══ Eingabedaten ══
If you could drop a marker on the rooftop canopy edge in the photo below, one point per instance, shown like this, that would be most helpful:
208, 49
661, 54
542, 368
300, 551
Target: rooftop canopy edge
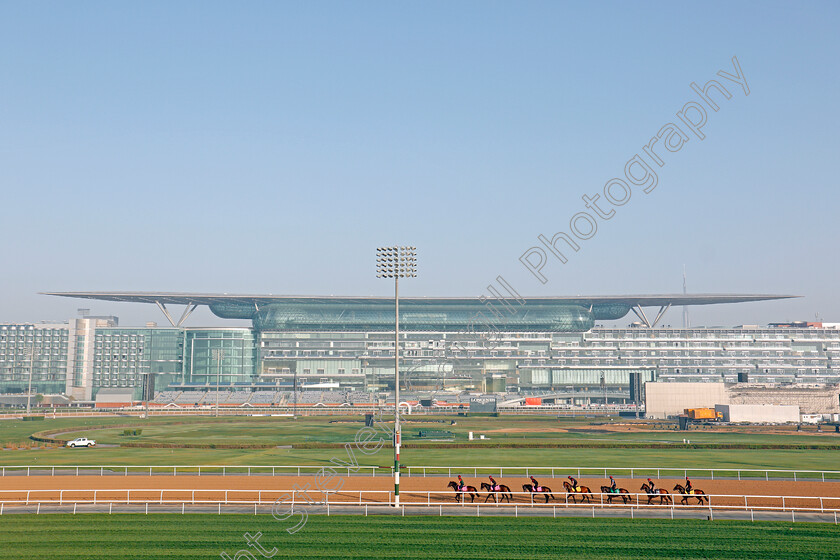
561, 313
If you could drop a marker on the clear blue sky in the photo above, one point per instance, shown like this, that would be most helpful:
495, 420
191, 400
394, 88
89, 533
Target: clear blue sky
269, 147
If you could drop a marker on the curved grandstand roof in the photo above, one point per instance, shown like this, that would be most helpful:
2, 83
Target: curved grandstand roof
182, 298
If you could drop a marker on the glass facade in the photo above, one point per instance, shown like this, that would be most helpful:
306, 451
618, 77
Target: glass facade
48, 361
227, 357
85, 355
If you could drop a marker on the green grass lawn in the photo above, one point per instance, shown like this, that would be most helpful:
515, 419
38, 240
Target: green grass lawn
172, 536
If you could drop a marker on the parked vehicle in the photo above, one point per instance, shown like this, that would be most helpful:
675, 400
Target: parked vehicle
81, 442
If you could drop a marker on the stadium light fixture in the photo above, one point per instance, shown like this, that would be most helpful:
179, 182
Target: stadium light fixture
═══
Aufgabenbeschreibung:
Ersetze im Abschnitt von der Zeile mit „If you could drop a marker on the glass“ bis zum Ende der Auflistung „parked vehicle“ durch „parked car“ und gib diesen Abschnitt sonst unverändert wieder.

Ergebnis zur Aufgabe:
If you could drop a marker on the glass facade in the photo above, one point per instance, shown like this, that would be most helpful:
306, 451
618, 77
Target: glass facade
48, 361
227, 357
85, 355
If you could drop a marker on the green grass lawn in the photo above, one point per instance, shown like this, that would be most helpful:
515, 419
38, 240
Target: green grass lawn
172, 536
If you could drop a marker on the parked car in the photo above, one point per instance, shown like this, that would be most helpful:
675, 400
Target: parked car
81, 442
If you could drop a marker on the stadium light fixture in the photo above, one point per instance, shown like this, that would be most helpful:
179, 182
Target: stadium light fixture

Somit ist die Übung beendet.